- Goal: Please format the listing below as a two-column CSV headed instruction and output, with one row for each line that begins with "Task:". Put that line's text under instruction and the point pairs that follow it under output, each in a single quoted field with line breaks turned into spaces.

- Available records:
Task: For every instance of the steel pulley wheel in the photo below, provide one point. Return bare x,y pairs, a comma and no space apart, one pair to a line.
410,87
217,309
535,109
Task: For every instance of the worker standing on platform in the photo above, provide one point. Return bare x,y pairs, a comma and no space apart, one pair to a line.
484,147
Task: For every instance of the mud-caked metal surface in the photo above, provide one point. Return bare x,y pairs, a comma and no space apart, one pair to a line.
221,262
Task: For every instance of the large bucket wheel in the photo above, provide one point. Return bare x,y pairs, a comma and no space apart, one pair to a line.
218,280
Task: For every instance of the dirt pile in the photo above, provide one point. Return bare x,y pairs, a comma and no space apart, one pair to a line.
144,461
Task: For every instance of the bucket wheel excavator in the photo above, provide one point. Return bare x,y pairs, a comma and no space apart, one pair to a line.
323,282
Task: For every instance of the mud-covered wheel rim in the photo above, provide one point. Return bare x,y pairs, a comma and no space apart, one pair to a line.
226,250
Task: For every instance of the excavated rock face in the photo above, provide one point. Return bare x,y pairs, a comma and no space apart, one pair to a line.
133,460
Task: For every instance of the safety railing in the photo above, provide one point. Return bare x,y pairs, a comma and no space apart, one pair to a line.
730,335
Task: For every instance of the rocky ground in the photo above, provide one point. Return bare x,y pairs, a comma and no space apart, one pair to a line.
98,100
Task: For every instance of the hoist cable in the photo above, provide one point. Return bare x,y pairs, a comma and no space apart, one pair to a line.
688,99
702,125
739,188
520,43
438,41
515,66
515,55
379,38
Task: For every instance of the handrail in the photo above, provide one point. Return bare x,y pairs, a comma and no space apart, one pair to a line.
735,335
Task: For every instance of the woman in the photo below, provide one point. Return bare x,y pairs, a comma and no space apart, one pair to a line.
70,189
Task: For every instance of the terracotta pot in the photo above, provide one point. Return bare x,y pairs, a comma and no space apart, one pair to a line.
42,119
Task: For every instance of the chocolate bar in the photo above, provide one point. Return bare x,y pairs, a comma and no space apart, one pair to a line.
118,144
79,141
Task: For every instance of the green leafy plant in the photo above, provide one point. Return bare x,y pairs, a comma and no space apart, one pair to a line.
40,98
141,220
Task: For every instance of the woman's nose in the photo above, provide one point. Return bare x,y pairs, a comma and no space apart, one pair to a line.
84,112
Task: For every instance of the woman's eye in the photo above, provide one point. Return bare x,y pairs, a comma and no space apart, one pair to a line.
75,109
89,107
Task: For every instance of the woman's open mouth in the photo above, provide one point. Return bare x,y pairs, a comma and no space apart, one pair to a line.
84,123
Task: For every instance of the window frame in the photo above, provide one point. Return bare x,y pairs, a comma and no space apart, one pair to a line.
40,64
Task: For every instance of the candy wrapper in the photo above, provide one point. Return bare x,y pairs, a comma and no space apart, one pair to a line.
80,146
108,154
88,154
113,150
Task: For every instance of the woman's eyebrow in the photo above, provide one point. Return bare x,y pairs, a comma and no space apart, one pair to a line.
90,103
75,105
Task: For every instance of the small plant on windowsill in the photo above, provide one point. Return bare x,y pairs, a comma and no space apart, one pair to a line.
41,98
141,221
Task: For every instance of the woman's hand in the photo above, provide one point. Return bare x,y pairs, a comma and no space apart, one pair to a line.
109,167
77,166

- Complete output:
instruction,output
"Task: For every instance of the steel pulley wheel in the photo below, provide one point. Return bare x,y pairs, a comma and no space apart, one pair to a line.","410,87 217,309 535,109"
"Task: For every instance of the worker standing on platform in the photo above, provide one point. Return bare x,y pairs, a comma and no space apart, one pair to a line.","484,147"
"Task: For every instance of the mud-caked metal surface in the photo above, provide one point. Return bare x,y pairs, a comma and no space apart, one pair to a line.","221,262"
"Task: For every instance of the large bucket wheel in the photo above, provide one point. Return bare x,y pairs, a comma and no space apart, one pair to a line.","218,280"
"Task: For every instance of the dirt pile in the photo above, provide one point. Return bare x,y pairs, a comma and no space apart, one pair to a line.","144,461"
"Task: For every instance of the bucket wheel excavator in the photo above, provide one point. Return bare x,y pairs, a comma and no space apart, one pair to a line.","323,282"
"Task: For every instance of the mud-covered wheel rim in the photo above, provide one point. Return bare x,y pairs, a comma and no space apart, one pair to a line.","226,250"
"Task: For every instance of the excavated rock face in the photo above, provide one point. Return bare x,y pairs, a comma and no space apart, one pair to a line.","133,460"
"Task: For every instance of the safety railing in the photo above, provide one point. Return bare x,y pairs, a comma and no space apart, one pair to a line.","730,335"
"Task: For every instance of the rocky ground in the photo above, provide one point. Return bare x,y pairs, a comma and no space apart, one pair to a line.","98,100"
"Task: For every instance of the hoist cable in the photo above, provide one point. Return bare x,y pairs, a comma and no space apart, one pair to a line.","688,99 702,125 739,188 520,43 438,41 515,66 515,55 379,38"
"Task: For every instance of the handrail in the photo above, provide one point. Return bare x,y pairs, a comma and no space apart, one pair to a line.","735,335"
"Task: For every instance of the woman in the photo below, provide one point. Return bare x,y pairs, a comma and no space apart, one pair to a line.","70,189"
"Task: For every instance of the terracotta pot in the photo above, provide one point. Return bare x,y pairs, a comma and no space apart, one pair to a line.","42,119"
"Task: For every instance of the chocolate bar in the photo above, provide one point. Return bare x,y pairs, a comma and no space apart, one pair to a line.","118,144 79,141"
"Task: For every instance of the green leafy plant in the photo above, provide one point. Return bare x,y pairs, a comma and no space apart, one pair to a line.","40,98 141,220"
"Task: For every instance of the woman's nose in the photo above, provide one point. Return bare x,y pairs, a comma and no space apart, one pair to a line.","84,112"
"Task: For every instance of the woman's eye in the photo above, provide one point. Return bare x,y pairs, a comma and no space apart, one pair to a line.","75,109 89,107"
"Task: For every instance of the woman's open mouth in the photo above, provide one point. Return bare x,y pairs, a comma and no space apart, one pair to a line.","84,123"
"Task: For every instance of the window frame in the photo above, provide one point. Return bare x,y pairs, a comma and no space apart, one pair to a line.","40,64"
"Task: For every instance of the candy wrapper in the photo above, provide one point. Return bare x,y pairs, a comma and no space apart, one pair to a line.","80,146 108,154 88,154 113,150"
"Task: For every instance of the woman's eyebrow in the photo above, provide one point. Return bare x,y pairs, a comma and no space apart, one pair to a line.","90,103 75,105"
"Task: For every instance of the small plant on windowsill in the photo above, provide one point. Return bare x,y pairs, a comma and no space apart, one pair to a line.","41,98 141,221"
"Task: For every instance of the woman's hand in the photo above, provide one point. Return bare x,y pairs, a comma and no space apart, one pair to a line.","109,167 77,166"